Directions for this task — Rewrite the entries below with every "one per instance" swapped for "one for each instance", keeping everything else unchanged.

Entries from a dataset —
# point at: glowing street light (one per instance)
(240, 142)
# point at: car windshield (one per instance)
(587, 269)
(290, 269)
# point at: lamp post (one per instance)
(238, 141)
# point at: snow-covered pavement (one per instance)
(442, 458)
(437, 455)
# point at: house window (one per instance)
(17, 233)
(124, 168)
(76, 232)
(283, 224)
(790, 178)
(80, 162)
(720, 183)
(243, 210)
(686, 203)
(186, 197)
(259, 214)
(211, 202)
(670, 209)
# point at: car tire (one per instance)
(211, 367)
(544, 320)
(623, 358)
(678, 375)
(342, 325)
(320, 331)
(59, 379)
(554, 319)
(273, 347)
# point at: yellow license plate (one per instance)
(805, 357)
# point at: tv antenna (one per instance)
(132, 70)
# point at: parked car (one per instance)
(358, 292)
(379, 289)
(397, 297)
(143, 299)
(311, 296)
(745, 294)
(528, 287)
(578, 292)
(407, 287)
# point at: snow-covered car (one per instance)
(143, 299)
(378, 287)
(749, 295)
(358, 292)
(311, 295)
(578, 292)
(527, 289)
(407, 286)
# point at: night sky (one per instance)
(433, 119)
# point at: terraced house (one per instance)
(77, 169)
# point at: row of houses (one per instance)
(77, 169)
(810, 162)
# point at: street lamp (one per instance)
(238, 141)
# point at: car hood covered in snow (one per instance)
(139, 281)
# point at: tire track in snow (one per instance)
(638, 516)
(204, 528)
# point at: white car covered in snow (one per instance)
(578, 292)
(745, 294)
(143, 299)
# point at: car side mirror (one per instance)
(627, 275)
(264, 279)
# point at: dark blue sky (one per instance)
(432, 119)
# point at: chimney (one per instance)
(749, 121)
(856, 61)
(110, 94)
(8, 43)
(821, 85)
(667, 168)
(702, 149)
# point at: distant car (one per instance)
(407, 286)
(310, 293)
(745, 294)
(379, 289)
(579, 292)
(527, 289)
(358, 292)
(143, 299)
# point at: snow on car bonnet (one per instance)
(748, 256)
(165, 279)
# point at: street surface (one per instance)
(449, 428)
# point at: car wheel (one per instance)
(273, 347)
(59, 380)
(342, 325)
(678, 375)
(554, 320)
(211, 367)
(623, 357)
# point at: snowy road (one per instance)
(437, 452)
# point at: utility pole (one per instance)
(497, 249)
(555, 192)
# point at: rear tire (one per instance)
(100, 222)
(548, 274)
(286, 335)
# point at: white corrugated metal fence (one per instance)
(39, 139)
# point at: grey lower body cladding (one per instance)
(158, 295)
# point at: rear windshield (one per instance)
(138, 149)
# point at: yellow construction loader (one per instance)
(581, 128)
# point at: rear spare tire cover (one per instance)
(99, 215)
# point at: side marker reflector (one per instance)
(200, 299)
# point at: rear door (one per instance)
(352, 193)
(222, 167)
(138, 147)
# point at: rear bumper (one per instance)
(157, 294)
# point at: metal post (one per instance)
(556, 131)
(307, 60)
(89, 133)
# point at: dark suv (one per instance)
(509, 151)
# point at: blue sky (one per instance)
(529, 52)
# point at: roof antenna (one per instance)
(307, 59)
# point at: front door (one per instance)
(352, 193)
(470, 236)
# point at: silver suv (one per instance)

Complete answer —
# point at: glowing street light (one for each instance)
(240, 142)
# point at: car windshield (one for each instance)
(587, 269)
(290, 269)
# point at: lamp post (one for each instance)
(238, 141)
# point at: snow-covered pavement (one for each instance)
(442, 458)
(437, 455)
# point at: house window (one for each instance)
(17, 233)
(124, 168)
(76, 232)
(283, 224)
(790, 178)
(80, 162)
(720, 183)
(243, 210)
(686, 203)
(186, 197)
(259, 214)
(211, 202)
(670, 209)
# point at: car tire (one for each instance)
(211, 367)
(544, 320)
(623, 358)
(678, 375)
(342, 325)
(320, 331)
(59, 379)
(554, 319)
(273, 347)
# point at: yellow license plate (one for each instance)
(805, 357)
# point at: tv antenna (one for each instance)
(132, 70)
# point at: parked car (one for each instance)
(358, 292)
(379, 289)
(397, 297)
(143, 299)
(311, 296)
(745, 294)
(528, 287)
(578, 292)
(407, 287)
# point at: snow-covered car (one for each instance)
(143, 299)
(378, 287)
(749, 295)
(358, 292)
(311, 295)
(578, 292)
(527, 289)
(407, 286)
# point at: night sky (one for each instance)
(433, 119)
# point at: terraced house (one for each instance)
(77, 169)
# point at: row of houses (one for each instance)
(77, 169)
(810, 162)
# point at: street lamp (one for each instance)
(238, 141)
# point at: car hood covered in snow (one for each instance)
(139, 281)
# point at: tire track in snow (one for each instance)
(638, 516)
(204, 528)
# point at: white car covered in snow (one for each instance)
(578, 292)
(745, 294)
(143, 299)
# point at: car side mirror (one for each instance)
(627, 275)
(264, 279)
# point at: dark blue sky (one for each instance)
(432, 119)
# point at: chimney (one for each instance)
(749, 121)
(856, 61)
(110, 94)
(8, 43)
(821, 85)
(667, 168)
(702, 149)
# point at: distant car (one for each instance)
(407, 286)
(310, 293)
(745, 294)
(379, 289)
(579, 292)
(527, 289)
(358, 292)
(143, 299)
# point at: snow on car bonnet (one for each instance)
(748, 256)
(165, 279)
# point at: street surface (one for each instance)
(449, 428)
# point at: car wheel (one for each instance)
(273, 347)
(59, 380)
(342, 325)
(678, 375)
(554, 320)
(211, 367)
(623, 357)
# point at: snowy road (one for each instance)
(437, 452)
# point at: utility pole (one for each instance)
(497, 249)
(555, 192)
# point at: rear tire (one for each instance)
(100, 222)
(548, 274)
(286, 335)
# point at: white corrugated metal fence (one for each instance)
(39, 139)
# point at: grey lower body cladding (one for each instance)
(158, 295)
# point at: rear windshield (one for each instance)
(138, 149)
# point at: yellow construction loader (one for each instance)
(581, 128)
# point at: rear spare tire cover (one for each instance)
(99, 215)
# point at: side marker reflector (one for each instance)
(200, 299)
# point at: rear door (one for each instance)
(352, 193)
(222, 167)
(138, 147)
# point at: rear bumper (one for each instance)
(157, 294)
# point at: metal post (one for each instance)
(556, 131)
(307, 60)
(89, 133)
# point at: dark suv (one for each instance)
(509, 151)
# point at: blue sky (one for each instance)
(529, 52)
# point at: roof antenna (one for each instance)
(307, 59)
# point at: front door (one for each instance)
(352, 193)
(470, 236)
# point at: silver suv (one for each instance)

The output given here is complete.